### Brief
Report back each line of the records that contains the string "yellow".

Entries taken from a collection:
☆ ☆ ☆

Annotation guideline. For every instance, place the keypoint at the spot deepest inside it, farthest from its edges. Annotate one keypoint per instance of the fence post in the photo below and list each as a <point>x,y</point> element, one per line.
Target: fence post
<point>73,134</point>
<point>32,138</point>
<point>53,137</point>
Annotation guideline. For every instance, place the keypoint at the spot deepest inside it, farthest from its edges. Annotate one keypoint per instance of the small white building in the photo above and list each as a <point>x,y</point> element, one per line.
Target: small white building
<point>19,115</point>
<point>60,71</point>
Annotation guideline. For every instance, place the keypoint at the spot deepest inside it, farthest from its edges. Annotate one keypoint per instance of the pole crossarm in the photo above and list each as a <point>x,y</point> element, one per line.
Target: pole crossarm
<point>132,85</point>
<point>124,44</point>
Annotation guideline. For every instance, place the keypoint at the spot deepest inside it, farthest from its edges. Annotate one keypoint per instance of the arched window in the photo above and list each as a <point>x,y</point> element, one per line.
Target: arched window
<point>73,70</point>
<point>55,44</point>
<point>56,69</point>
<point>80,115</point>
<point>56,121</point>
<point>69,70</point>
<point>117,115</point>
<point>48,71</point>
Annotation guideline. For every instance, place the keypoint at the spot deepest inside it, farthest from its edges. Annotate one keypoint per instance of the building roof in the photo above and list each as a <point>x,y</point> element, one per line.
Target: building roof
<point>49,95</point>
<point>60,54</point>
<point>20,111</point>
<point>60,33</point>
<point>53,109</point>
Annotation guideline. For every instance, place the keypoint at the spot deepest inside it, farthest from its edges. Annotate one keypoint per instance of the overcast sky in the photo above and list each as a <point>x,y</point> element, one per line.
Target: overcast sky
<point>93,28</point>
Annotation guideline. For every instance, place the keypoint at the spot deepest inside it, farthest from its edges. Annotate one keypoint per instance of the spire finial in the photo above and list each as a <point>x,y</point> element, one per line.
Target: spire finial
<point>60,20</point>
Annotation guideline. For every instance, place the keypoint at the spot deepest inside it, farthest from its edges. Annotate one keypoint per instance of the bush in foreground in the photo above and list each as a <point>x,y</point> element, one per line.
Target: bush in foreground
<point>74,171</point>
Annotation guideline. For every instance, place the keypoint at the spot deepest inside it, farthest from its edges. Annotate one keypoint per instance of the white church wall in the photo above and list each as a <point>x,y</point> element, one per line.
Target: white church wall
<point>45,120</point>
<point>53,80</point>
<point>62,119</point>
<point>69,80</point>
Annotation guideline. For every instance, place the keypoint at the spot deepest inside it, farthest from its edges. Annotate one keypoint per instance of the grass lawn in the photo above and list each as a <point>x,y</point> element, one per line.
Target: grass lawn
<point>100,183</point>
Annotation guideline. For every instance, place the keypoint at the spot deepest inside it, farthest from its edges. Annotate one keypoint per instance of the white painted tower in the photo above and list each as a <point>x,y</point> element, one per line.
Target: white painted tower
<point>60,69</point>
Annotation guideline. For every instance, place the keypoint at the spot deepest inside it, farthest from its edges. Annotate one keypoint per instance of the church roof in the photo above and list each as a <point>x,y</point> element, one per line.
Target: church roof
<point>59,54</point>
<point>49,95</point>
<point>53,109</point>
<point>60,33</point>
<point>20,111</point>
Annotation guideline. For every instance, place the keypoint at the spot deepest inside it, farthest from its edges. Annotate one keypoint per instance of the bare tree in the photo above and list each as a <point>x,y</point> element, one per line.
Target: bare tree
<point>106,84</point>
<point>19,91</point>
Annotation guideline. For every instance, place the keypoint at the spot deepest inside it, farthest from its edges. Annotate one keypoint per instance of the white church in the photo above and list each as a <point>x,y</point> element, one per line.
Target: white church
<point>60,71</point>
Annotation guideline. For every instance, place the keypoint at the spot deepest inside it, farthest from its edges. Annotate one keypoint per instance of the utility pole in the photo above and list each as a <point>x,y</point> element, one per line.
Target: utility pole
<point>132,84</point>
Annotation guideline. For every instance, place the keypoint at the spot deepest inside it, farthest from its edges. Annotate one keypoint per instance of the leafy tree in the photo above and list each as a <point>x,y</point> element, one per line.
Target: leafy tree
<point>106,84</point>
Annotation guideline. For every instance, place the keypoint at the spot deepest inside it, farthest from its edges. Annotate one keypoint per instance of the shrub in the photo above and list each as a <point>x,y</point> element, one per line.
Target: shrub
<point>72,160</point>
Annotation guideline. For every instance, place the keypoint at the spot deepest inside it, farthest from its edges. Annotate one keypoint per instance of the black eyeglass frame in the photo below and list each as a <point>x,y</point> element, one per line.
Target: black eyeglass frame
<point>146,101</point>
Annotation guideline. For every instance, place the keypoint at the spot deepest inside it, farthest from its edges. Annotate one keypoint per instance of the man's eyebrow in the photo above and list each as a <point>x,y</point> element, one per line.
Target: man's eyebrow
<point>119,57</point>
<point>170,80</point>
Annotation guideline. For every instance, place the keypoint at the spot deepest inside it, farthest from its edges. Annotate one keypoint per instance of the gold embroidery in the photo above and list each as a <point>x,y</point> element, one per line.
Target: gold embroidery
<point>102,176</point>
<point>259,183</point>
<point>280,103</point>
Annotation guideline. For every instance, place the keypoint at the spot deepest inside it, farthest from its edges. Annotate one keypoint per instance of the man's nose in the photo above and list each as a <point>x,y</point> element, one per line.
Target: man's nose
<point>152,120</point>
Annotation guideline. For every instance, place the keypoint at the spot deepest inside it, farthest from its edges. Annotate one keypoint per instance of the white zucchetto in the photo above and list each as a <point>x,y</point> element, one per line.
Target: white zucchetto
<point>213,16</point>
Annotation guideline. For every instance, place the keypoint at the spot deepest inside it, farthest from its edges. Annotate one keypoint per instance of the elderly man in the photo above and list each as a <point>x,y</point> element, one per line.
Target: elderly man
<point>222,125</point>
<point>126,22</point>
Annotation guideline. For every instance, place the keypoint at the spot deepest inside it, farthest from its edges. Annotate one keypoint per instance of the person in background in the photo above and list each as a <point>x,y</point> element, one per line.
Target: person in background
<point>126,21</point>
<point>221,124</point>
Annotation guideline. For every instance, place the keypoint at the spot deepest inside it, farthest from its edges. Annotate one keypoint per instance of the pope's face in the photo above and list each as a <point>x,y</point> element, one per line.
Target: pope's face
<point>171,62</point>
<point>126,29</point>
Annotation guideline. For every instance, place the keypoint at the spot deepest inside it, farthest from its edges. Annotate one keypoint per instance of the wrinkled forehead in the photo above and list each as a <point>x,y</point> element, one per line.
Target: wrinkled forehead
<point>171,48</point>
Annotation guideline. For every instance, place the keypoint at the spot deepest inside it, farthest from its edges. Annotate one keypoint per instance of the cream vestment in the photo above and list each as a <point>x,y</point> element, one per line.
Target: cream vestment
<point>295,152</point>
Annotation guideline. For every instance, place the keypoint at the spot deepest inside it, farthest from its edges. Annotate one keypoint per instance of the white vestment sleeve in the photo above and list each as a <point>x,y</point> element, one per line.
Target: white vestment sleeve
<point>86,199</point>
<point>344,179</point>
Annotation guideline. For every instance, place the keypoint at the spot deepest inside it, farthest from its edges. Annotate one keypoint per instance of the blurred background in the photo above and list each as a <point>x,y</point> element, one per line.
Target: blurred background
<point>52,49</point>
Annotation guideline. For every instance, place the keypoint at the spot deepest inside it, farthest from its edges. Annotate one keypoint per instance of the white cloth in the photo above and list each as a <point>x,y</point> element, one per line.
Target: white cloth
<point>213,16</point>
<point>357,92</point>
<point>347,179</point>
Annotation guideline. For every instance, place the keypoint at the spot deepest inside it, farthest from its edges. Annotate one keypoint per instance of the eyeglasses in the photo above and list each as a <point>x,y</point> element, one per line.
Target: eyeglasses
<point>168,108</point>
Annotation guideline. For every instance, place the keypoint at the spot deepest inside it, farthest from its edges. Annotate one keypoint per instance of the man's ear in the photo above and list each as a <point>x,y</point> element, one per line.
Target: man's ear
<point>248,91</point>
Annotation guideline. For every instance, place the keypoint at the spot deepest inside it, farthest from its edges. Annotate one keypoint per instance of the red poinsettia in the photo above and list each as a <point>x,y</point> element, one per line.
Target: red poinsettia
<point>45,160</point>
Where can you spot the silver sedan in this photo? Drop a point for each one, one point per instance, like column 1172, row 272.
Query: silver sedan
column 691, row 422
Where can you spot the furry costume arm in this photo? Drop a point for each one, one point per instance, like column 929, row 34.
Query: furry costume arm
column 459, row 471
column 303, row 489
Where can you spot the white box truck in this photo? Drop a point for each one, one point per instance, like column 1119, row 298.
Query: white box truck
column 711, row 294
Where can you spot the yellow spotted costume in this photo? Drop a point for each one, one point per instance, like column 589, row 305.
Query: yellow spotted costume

☆ ☆ ☆

### Written answer
Where can you spot the yellow spotted costume in this photo? Drop a point for each one, one point per instance, like column 589, row 305.
Query: yellow spotted costume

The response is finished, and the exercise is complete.